> **TEXT BLOCK**

# Question #56aac

Oct 2, 2016

Local minimum is 1 at $x = 2 k \pi , k = 0 , \pm 1 , \pm 2 , \pm 3 , \ldots$
Local maximum is -1 at $x = \left(2 k + 1\right) \pi , k = 0 , \pm 1 , \pm 2 , \pm 3 , \ldots$
There is no global maximum nor minimm.

#### Explanation:

Here, $y = \sec x = \frac{1}{\cos} x$.

> **EXERCISE REQUIREMENTS**
Name each kind of extremum that the worked answer on y = sec x mentions, including any it says does not exist.

> **DATA RECORDS**

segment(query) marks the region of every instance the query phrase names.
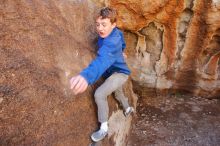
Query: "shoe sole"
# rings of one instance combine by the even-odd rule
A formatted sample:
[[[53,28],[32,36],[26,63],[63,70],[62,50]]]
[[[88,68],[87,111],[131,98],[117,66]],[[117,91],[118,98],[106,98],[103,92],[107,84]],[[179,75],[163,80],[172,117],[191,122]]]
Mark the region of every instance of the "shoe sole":
[[[106,134],[106,135],[107,135],[107,134]],[[105,135],[103,138],[101,138],[101,139],[95,139],[93,136],[91,136],[91,139],[92,139],[92,141],[94,141],[94,142],[98,142],[98,141],[103,140],[103,139],[106,137],[106,135]]]

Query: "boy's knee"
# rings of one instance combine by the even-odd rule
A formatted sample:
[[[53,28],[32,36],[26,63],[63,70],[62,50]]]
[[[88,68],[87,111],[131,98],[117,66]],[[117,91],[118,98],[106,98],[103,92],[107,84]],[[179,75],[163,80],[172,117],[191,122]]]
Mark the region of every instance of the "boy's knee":
[[[98,89],[95,91],[94,96],[95,96],[96,103],[106,98],[105,97],[106,95],[101,90],[98,90]]]

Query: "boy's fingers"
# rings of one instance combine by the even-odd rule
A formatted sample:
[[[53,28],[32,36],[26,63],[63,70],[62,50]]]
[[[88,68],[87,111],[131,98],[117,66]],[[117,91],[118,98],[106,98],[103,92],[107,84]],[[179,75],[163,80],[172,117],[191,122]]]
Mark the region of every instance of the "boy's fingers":
[[[84,78],[82,78],[82,79],[79,81],[78,86],[76,86],[76,88],[75,88],[75,94],[82,93],[83,91],[85,91],[85,89],[87,88],[87,86],[88,86],[88,83],[85,81]]]
[[[83,85],[83,83],[84,83],[84,80],[83,80],[82,77],[80,77],[80,78],[79,78],[79,82],[76,84],[74,90],[77,92],[77,91],[80,89],[80,87]]]
[[[73,79],[71,80],[71,87],[70,87],[70,89],[74,89],[75,86],[78,84],[78,82],[79,82],[79,77],[78,77],[78,76],[75,77],[75,78],[73,78]]]
[[[87,86],[88,86],[87,82],[83,82],[83,84],[79,88],[79,93],[84,92],[86,90]]]

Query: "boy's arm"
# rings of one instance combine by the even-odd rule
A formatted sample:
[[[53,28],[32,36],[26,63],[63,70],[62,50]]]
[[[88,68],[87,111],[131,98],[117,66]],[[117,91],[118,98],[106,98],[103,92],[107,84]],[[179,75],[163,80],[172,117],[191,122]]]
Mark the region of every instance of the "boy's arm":
[[[126,43],[125,43],[124,35],[122,32],[120,33],[120,35],[121,35],[121,41],[122,41],[122,51],[124,51],[124,49],[126,48]]]
[[[71,78],[70,84],[75,94],[86,90],[88,84],[93,84],[115,62],[118,38],[106,41],[99,49],[97,57],[78,76]]]

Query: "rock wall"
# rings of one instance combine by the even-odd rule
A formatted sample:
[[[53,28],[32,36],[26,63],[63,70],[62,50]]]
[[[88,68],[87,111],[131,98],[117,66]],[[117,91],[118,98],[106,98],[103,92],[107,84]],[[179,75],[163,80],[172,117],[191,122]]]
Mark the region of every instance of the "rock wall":
[[[144,94],[220,97],[219,0],[110,0]]]
[[[68,80],[95,56],[94,13],[105,5],[118,9],[125,32],[133,81],[125,91],[134,106],[132,88],[142,96],[184,91],[219,97],[219,0],[4,0],[0,145],[91,143],[99,83],[74,96]],[[109,103],[110,132],[101,144],[126,145],[131,118],[113,98]]]
[[[90,134],[98,127],[93,99],[97,85],[74,96],[69,79],[95,56],[94,13],[103,4],[0,1],[1,146],[91,143]],[[131,83],[125,91],[135,103]],[[109,102],[111,132],[104,144],[121,145],[126,142],[131,118],[123,119],[113,98]],[[115,118],[122,119],[121,123]],[[118,142],[120,139],[125,141]]]

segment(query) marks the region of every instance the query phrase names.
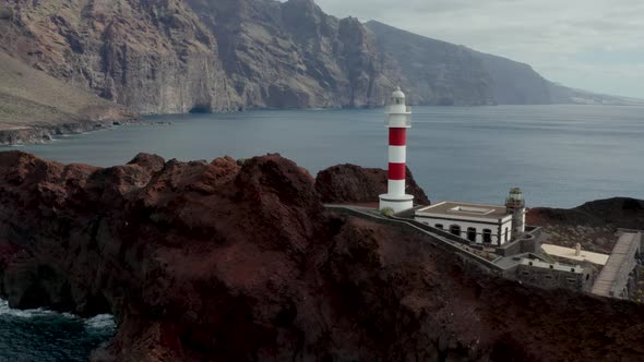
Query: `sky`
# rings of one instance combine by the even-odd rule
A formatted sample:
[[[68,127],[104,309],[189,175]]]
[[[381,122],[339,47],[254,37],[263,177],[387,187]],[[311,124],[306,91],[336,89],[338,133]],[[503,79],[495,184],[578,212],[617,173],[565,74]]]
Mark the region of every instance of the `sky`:
[[[644,99],[644,0],[315,0],[530,64],[548,80]]]

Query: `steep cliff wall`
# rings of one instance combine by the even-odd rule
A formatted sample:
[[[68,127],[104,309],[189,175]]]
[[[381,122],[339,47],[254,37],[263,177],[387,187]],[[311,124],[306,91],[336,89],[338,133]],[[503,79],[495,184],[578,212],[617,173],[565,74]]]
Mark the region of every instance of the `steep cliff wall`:
[[[53,79],[0,50],[0,145],[50,141],[135,121],[124,107]]]
[[[182,1],[11,2],[0,47],[36,69],[143,113],[240,106],[215,37]]]

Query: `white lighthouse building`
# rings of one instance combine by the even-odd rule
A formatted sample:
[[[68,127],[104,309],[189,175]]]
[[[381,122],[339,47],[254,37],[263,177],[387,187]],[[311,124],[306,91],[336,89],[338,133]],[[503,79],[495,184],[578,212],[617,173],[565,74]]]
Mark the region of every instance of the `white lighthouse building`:
[[[407,129],[412,128],[412,111],[405,94],[398,87],[392,93],[385,125],[389,128],[387,193],[380,195],[380,209],[399,213],[414,207],[414,196],[405,194],[407,161]]]

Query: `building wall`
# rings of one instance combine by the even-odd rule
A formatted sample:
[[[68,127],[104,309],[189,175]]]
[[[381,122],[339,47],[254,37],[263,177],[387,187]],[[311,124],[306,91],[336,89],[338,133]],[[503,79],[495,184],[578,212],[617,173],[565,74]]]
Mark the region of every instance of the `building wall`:
[[[594,280],[593,269],[576,266],[575,270],[577,273],[518,265],[515,278],[522,282],[541,288],[563,288],[579,292],[591,291]]]
[[[484,229],[490,229],[492,231],[492,245],[503,245],[505,241],[505,229],[508,229],[508,241],[512,239],[512,219],[508,219],[501,228],[499,228],[498,222],[469,222],[464,220],[444,220],[444,219],[436,219],[431,217],[425,216],[416,216],[416,220],[422,224],[429,225],[434,227],[437,224],[441,224],[443,226],[443,230],[450,231],[450,226],[458,225],[461,227],[461,238],[467,239],[467,229],[475,228],[476,229],[476,243],[482,244],[482,231]],[[500,230],[500,233],[499,233]]]

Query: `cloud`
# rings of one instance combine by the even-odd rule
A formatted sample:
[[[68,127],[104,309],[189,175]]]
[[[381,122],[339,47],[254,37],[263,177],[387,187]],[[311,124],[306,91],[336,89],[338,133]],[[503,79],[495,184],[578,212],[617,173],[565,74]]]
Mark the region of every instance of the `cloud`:
[[[569,86],[644,98],[642,75],[635,74],[644,67],[642,0],[317,2],[339,17],[378,20],[526,62],[551,81]]]

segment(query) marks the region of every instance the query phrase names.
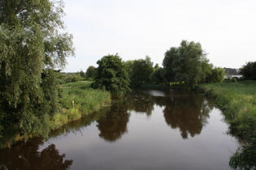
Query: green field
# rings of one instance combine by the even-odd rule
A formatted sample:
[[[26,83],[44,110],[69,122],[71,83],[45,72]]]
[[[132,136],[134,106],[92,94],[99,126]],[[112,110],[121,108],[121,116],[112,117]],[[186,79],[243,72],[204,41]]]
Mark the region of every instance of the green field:
[[[235,134],[242,136],[256,119],[256,82],[204,84],[201,88],[215,100]]]
[[[67,122],[80,119],[83,115],[96,112],[102,105],[111,102],[108,91],[92,89],[90,82],[76,82],[63,84],[61,103],[63,113],[54,116],[54,129],[59,128]]]

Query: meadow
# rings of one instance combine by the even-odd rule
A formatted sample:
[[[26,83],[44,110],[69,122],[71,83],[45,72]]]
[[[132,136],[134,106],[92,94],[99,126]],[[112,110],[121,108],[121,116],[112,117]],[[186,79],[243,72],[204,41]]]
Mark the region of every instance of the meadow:
[[[200,90],[215,100],[229,123],[230,134],[241,142],[229,164],[236,169],[256,168],[256,81],[210,83]]]
[[[91,82],[80,81],[62,84],[61,103],[63,112],[54,116],[53,129],[58,129],[67,122],[76,121],[82,116],[98,110],[111,102],[109,91],[90,88]]]
[[[242,137],[256,120],[256,82],[203,84],[201,89],[215,99],[231,130]]]

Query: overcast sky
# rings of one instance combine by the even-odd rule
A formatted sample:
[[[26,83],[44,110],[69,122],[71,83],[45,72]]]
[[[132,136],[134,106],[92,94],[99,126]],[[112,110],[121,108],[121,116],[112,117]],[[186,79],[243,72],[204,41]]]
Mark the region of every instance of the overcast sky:
[[[182,40],[200,42],[210,62],[240,68],[256,61],[256,0],[63,0],[76,57],[63,71],[86,71],[103,56],[162,66]]]

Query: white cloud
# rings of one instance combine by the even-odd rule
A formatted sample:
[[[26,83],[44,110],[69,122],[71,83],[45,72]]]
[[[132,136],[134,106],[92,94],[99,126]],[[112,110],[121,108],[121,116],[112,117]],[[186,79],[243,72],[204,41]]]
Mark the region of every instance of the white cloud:
[[[255,60],[254,0],[64,0],[76,59],[65,70],[84,70],[104,55],[162,64],[182,40],[200,42],[216,66],[240,67]],[[79,62],[76,62],[79,61]]]

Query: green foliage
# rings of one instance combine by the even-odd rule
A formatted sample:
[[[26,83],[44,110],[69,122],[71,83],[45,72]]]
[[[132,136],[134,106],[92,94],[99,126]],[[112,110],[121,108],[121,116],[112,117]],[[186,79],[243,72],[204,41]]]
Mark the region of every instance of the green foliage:
[[[256,165],[256,82],[212,83],[201,86],[214,97],[230,124],[232,134],[243,139],[232,156],[234,168],[250,169]]]
[[[243,78],[247,80],[256,80],[256,62],[247,62],[240,70],[240,73]]]
[[[0,1],[0,138],[46,136],[59,110],[59,73],[74,54],[62,1]],[[61,31],[61,32],[60,32]],[[8,133],[8,134],[7,134]]]
[[[184,82],[193,88],[210,73],[212,66],[208,62],[200,43],[182,40],[180,47],[171,47],[165,53],[165,81]]]
[[[222,68],[213,68],[211,73],[206,78],[207,83],[222,83],[224,80],[225,70]]]
[[[61,79],[63,80],[63,83],[79,82],[83,80],[83,78],[80,76],[80,74],[77,73],[63,73]]]
[[[132,66],[130,74],[131,85],[140,87],[150,82],[150,75],[154,71],[153,62],[150,57],[145,59],[135,60]]]
[[[108,55],[97,62],[94,83],[92,87],[110,91],[112,96],[122,96],[130,91],[129,78],[125,65],[118,54]]]
[[[89,66],[88,69],[86,70],[85,76],[87,78],[93,78],[95,76],[95,74],[96,74],[95,66]]]
[[[233,168],[255,169],[256,168],[256,120],[249,119],[250,131],[245,134],[245,141],[231,157],[229,165]]]
[[[154,84],[161,84],[164,82],[164,70],[162,67],[156,69],[150,75],[150,82]]]

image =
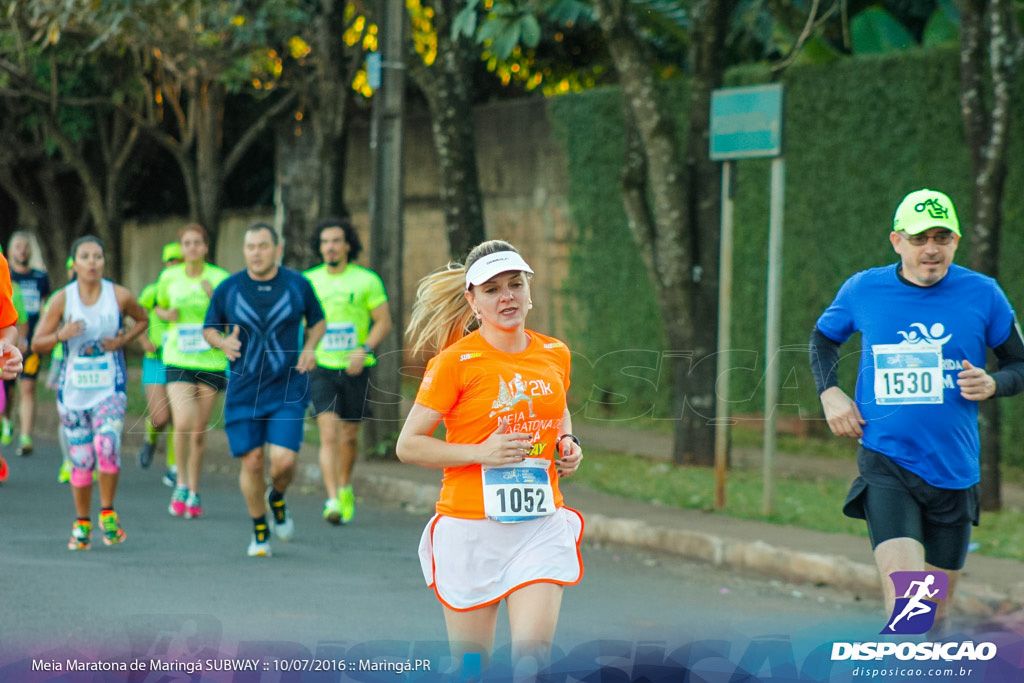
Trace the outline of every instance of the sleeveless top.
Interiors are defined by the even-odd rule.
[[[121,307],[114,283],[102,281],[99,298],[90,306],[82,302],[78,283],[65,287],[63,322],[82,321],[85,330],[63,342],[57,399],[70,410],[84,411],[125,391],[125,356],[121,350],[103,350],[102,340],[121,330]]]

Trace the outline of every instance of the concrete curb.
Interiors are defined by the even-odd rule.
[[[360,474],[353,484],[360,497],[432,510],[437,484],[424,484],[400,477]],[[609,543],[670,553],[714,566],[754,571],[791,583],[828,585],[876,595],[880,590],[874,565],[855,562],[841,555],[794,551],[762,541],[739,541],[701,531],[669,528],[638,519],[608,517],[584,512],[585,536],[591,543]],[[1007,595],[990,587],[963,582],[957,588],[956,609],[973,616],[989,617],[1020,608],[1022,595]]]

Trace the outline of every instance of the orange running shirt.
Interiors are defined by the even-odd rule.
[[[443,416],[449,443],[480,443],[503,419],[509,432],[531,434],[529,457],[551,461],[555,506],[562,507],[554,454],[569,387],[569,349],[553,337],[526,334],[529,345],[519,353],[497,350],[478,331],[466,335],[427,364],[416,402]],[[444,468],[436,511],[484,517],[479,465]]]

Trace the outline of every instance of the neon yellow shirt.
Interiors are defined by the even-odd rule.
[[[331,274],[326,263],[302,274],[313,286],[327,318],[327,332],[316,344],[316,364],[330,370],[347,368],[348,356],[367,343],[371,311],[387,302],[384,283],[373,270],[354,263],[337,274]],[[368,354],[367,367],[375,365],[377,358]]]
[[[219,372],[227,368],[223,351],[210,348],[203,337],[203,321],[210,307],[210,297],[203,289],[203,281],[217,288],[227,275],[216,265],[204,264],[199,278],[185,273],[185,264],[165,268],[157,281],[157,304],[161,308],[174,308],[178,319],[167,323],[164,337],[163,359],[165,366]]]

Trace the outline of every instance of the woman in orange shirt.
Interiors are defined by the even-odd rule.
[[[7,259],[0,254],[0,379],[8,382],[16,380],[22,374],[22,351],[17,348],[17,311],[11,300],[13,288],[10,284],[10,266]],[[0,385],[0,391],[3,386]],[[0,456],[0,481],[7,479],[7,463]]]
[[[420,561],[456,661],[490,652],[504,599],[513,657],[543,667],[562,587],[583,575],[583,518],[558,487],[583,459],[565,401],[569,350],[526,330],[532,272],[513,246],[485,242],[421,282],[408,331],[414,350],[439,351],[396,451],[444,470]],[[441,421],[444,440],[433,436]]]

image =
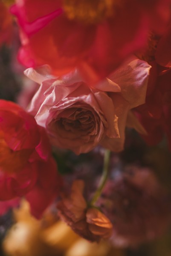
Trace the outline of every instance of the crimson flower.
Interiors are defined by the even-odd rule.
[[[25,195],[39,217],[59,186],[44,130],[20,106],[0,100],[0,200]]]
[[[19,58],[28,67],[48,64],[57,76],[76,67],[87,82],[95,84],[145,47],[149,29],[163,32],[170,4],[170,0],[17,0],[11,11],[21,29]]]

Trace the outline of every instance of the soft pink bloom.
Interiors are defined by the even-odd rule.
[[[1,100],[0,146],[0,200],[25,195],[39,217],[58,189],[44,129],[20,106]]]
[[[123,149],[127,122],[143,132],[130,110],[144,102],[150,66],[133,57],[108,78],[89,86],[78,73],[58,78],[47,66],[25,74],[41,86],[29,112],[45,128],[55,146],[87,152],[100,143]]]
[[[149,29],[162,33],[170,15],[171,0],[16,3],[11,10],[21,29],[20,61],[49,64],[57,76],[76,67],[94,84],[145,47]]]
[[[157,145],[165,134],[171,150],[171,69],[156,61],[151,65],[145,103],[133,111],[147,131],[142,137],[147,144]]]

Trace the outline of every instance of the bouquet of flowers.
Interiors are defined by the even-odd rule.
[[[29,212],[42,247],[48,214],[111,255],[170,224],[171,18],[171,0],[0,0],[0,213]]]

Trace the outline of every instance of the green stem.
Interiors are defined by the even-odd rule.
[[[110,154],[110,151],[108,149],[106,149],[104,156],[103,172],[99,183],[98,188],[96,191],[93,198],[89,203],[89,204],[92,206],[94,205],[97,199],[100,196],[103,187],[107,179]]]

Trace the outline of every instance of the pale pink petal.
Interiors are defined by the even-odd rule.
[[[128,113],[126,125],[128,127],[133,128],[140,134],[147,135],[146,131],[131,110]]]
[[[48,79],[57,78],[50,75],[50,73],[51,69],[48,65],[43,65],[35,68],[30,67],[24,71],[24,74],[26,76],[40,84]]]
[[[151,67],[147,62],[132,57],[109,77],[120,87],[130,109],[145,102]]]

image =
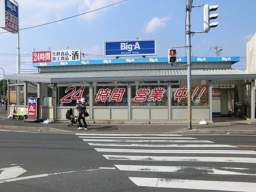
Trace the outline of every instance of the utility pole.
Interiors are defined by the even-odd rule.
[[[186,0],[186,35],[187,46],[187,64],[188,65],[188,129],[191,129],[192,108],[191,108],[191,42],[190,40],[190,12],[192,8],[193,0]]]
[[[220,53],[222,51],[223,49],[222,47],[218,47],[217,45],[214,47],[211,47],[211,48],[214,48],[215,51],[215,54],[216,54],[216,57],[220,56]]]

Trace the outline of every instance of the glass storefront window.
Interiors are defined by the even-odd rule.
[[[16,90],[16,85],[9,86],[10,92],[9,104],[10,105],[12,104],[17,104]]]
[[[50,91],[49,90],[50,92]],[[86,106],[89,106],[89,84],[76,86],[58,85],[57,94],[58,106],[76,106],[76,100],[79,98],[84,98]]]
[[[18,105],[24,105],[24,86],[17,86]]]
[[[28,82],[28,97],[37,97],[37,83]]]
[[[156,84],[151,84],[153,82]],[[132,85],[132,106],[168,105],[167,84],[159,84],[157,82],[140,82],[139,83],[138,85]]]
[[[52,106],[52,89],[50,84],[42,83],[41,86],[40,105]]]
[[[179,87],[172,86],[172,106],[187,106],[187,82],[181,81]],[[185,89],[183,88],[185,87]],[[193,97],[192,106],[209,106],[209,82],[206,80],[192,81],[191,96]]]
[[[127,106],[128,84],[93,85],[94,106]],[[123,83],[125,83],[123,82]]]

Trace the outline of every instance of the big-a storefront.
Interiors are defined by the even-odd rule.
[[[130,42],[123,44],[121,51],[139,52],[138,48],[133,51]],[[39,73],[7,77],[9,105],[15,104],[16,110],[27,106],[28,98],[38,98],[41,118],[64,120],[67,110],[76,111],[76,100],[83,97],[88,120],[186,120],[185,58],[177,58],[173,66],[167,58],[82,60],[80,50],[33,54],[33,66],[40,69]],[[235,102],[243,100],[248,92],[255,105],[256,75],[232,69],[239,60],[239,57],[192,58],[193,121],[235,115]],[[250,90],[246,84],[252,85]],[[248,117],[255,119],[254,113],[250,114]]]

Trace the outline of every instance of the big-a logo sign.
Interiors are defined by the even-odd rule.
[[[36,103],[37,98],[28,98],[28,116],[29,117],[36,117],[37,116]]]
[[[105,57],[156,55],[156,39],[136,39],[104,42]]]

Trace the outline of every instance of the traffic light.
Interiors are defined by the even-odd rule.
[[[209,14],[211,11],[216,11],[219,7],[218,5],[209,6],[206,4],[204,6],[204,31],[208,33],[210,29],[212,27],[216,27],[219,24],[218,22],[210,22],[210,20],[215,19],[219,15],[218,13]]]
[[[174,64],[176,63],[176,50],[168,50],[168,63]]]

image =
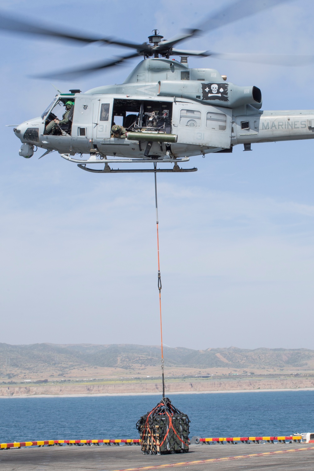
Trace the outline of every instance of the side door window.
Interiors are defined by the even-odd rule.
[[[209,111],[206,114],[206,128],[211,130],[225,131],[227,129],[227,115]]]
[[[180,126],[188,128],[200,128],[201,125],[201,113],[198,110],[183,108],[180,110]]]
[[[96,131],[97,137],[97,139],[110,138],[112,108],[111,109],[111,104],[106,102],[100,102],[99,105]]]

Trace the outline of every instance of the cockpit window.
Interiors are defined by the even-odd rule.
[[[54,105],[56,103],[56,101],[57,97],[56,97],[56,98],[55,98],[51,102],[51,103],[49,105],[49,106],[47,106],[47,107],[46,108],[46,109],[45,110],[45,111],[44,111],[43,113],[41,115],[41,119],[43,119],[44,118],[45,118],[45,117],[47,115],[47,114],[48,114],[48,112],[50,110],[50,109],[51,107],[51,106],[52,106],[52,105]]]

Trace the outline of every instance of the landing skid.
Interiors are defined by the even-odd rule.
[[[78,164],[78,167],[82,170],[86,170],[87,172],[92,172],[93,173],[153,173],[154,172],[164,173],[166,172],[172,173],[178,173],[180,172],[196,172],[197,169],[194,167],[193,169],[182,169],[177,165],[175,165],[173,169],[111,169],[107,164],[103,170],[96,170],[86,167],[86,164]]]
[[[92,155],[88,160],[79,160],[77,159],[73,159],[68,154],[60,154],[63,158],[69,161],[70,162],[74,162],[78,164],[78,167],[81,169],[82,170],[85,170],[87,172],[92,172],[93,173],[153,173],[155,172],[158,173],[179,173],[180,172],[196,172],[197,169],[194,167],[193,169],[182,169],[178,165],[178,162],[187,162],[190,160],[189,157],[184,157],[179,158],[173,157],[169,154],[167,154],[166,157],[163,158],[154,158],[145,159],[108,159],[106,158],[98,157],[98,156]],[[172,162],[174,163],[173,168],[172,169],[157,169],[156,166],[157,163],[169,163]],[[154,168],[153,169],[112,169],[109,166],[109,163],[153,163]],[[91,169],[89,167],[86,167],[87,163],[105,163],[105,168],[103,170],[96,170],[95,169]]]

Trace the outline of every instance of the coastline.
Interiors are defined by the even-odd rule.
[[[230,393],[237,393],[239,392],[283,392],[285,391],[290,392],[297,392],[298,391],[314,391],[314,388],[286,388],[283,389],[254,389],[254,390],[230,390],[223,391],[174,391],[167,394],[169,395],[177,394],[222,394]],[[160,392],[133,392],[133,393],[104,393],[95,394],[37,394],[28,395],[16,396],[1,396],[0,399],[25,399],[39,398],[87,398],[87,397],[110,397],[111,396],[124,397],[130,396],[160,396]]]

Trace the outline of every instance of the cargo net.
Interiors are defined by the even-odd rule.
[[[186,414],[164,398],[137,423],[142,451],[145,455],[187,453],[190,422]]]

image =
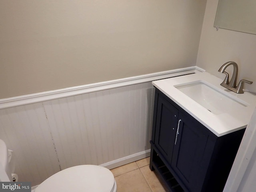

> **EXPECTED ANSWER**
Local minimum, local maximum, global maximum, global minimum